_Task item:_ Convert the records into a numbered list with one item per line and no blank lines. Omit the pictures.

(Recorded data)

== == ==

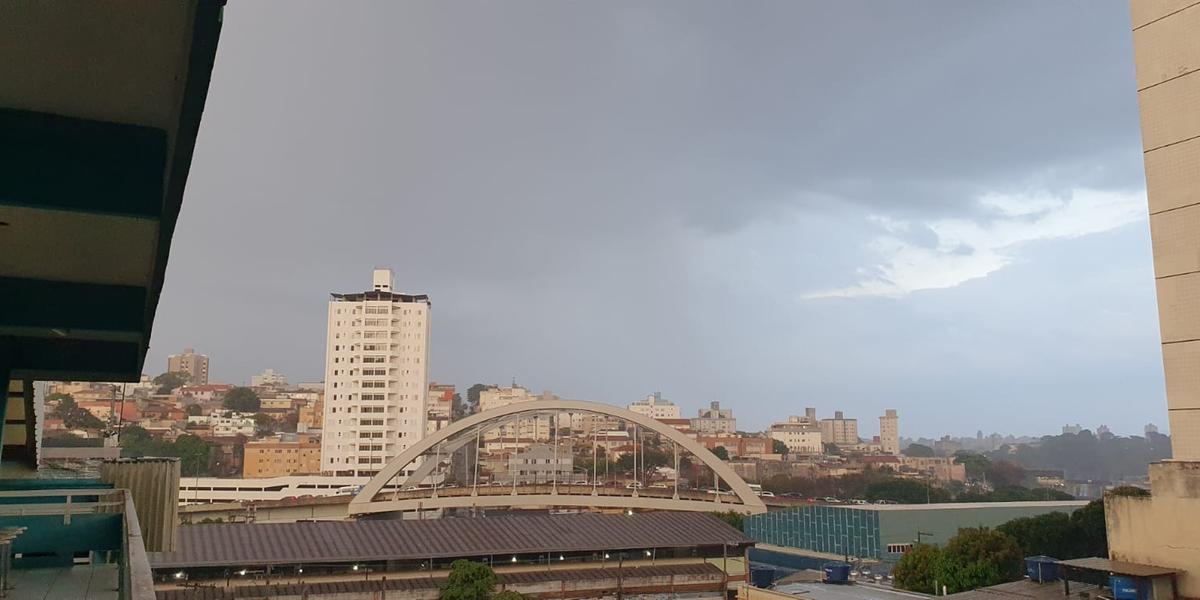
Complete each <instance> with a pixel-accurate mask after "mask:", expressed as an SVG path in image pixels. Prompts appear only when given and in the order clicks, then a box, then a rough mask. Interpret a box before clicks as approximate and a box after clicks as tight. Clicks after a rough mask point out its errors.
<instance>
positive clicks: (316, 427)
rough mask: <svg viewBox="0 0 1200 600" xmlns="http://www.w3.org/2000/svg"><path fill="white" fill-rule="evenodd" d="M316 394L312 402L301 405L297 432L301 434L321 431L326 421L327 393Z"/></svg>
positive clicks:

== == ==

_Reply to the exercise:_
1. Complete each <instance> with a pixel-accurate mask after "mask:", expressed as an SVG path in image pixels. Prompts appear only when given and in the order clicks, then a box, then a rough mask. Interpret a box before clicks as approximate and a box after clicks as tight. Clicks after a rough mask point out its errors.
2. <instance>
3. positive clicks: (316, 427)
4. rough mask: <svg viewBox="0 0 1200 600" xmlns="http://www.w3.org/2000/svg"><path fill="white" fill-rule="evenodd" d="M316 394L312 402L301 405L297 432L301 434L321 431L326 421L327 393Z"/></svg>
5. positive clicks:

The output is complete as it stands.